### [MATERIAL TO PROCESS]
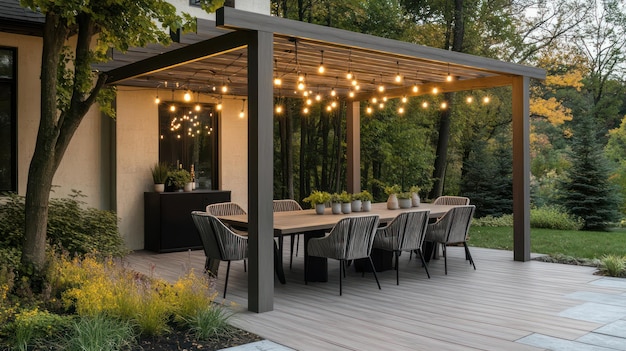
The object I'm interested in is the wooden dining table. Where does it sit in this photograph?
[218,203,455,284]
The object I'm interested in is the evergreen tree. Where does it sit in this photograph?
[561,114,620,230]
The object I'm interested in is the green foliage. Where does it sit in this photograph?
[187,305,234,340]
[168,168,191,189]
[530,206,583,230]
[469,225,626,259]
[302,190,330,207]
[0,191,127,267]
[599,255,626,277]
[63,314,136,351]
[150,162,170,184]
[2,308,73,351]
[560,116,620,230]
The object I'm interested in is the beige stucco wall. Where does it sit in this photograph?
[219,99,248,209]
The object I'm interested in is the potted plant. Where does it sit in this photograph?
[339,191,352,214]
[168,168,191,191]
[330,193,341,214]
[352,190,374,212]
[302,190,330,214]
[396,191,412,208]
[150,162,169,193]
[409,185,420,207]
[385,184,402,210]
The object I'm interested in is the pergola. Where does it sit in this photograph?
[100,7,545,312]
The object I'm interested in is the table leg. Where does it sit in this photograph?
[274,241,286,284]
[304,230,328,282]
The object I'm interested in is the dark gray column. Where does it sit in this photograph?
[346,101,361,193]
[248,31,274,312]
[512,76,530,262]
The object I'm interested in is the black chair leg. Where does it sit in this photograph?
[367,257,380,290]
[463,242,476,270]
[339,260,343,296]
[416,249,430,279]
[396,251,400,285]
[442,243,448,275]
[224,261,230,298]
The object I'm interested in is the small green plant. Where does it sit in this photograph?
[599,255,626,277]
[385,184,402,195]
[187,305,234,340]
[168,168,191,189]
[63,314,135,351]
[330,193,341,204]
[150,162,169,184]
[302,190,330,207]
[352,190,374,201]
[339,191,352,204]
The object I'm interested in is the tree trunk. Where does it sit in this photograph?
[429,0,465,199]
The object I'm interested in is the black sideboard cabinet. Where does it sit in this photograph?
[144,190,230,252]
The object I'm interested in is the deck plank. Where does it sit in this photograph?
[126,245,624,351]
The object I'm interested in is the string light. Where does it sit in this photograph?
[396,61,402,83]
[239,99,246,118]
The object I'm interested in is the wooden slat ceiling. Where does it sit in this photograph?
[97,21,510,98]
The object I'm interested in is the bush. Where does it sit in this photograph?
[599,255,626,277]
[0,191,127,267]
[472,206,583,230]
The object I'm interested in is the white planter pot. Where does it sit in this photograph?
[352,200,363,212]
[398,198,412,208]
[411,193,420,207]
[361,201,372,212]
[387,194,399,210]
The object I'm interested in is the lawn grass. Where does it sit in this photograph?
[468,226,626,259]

### [DIRECTIONS FOR THIS TASK]
Please rewrite the lines starting with the one that contains "The object I'm interested in is the beige" and going on through the one that contains "[219,99,248,209]". Copy each line in full, but multiply every bounding box coordinate by 1.05 and round it to a whole number, with halves rounding up, and give back only those lines.

### [ANSWER TO THE PROBLEM]
The object I'm interested in is the beige stucco wall. Where does it sit in this photograph?
[230,104,260,219]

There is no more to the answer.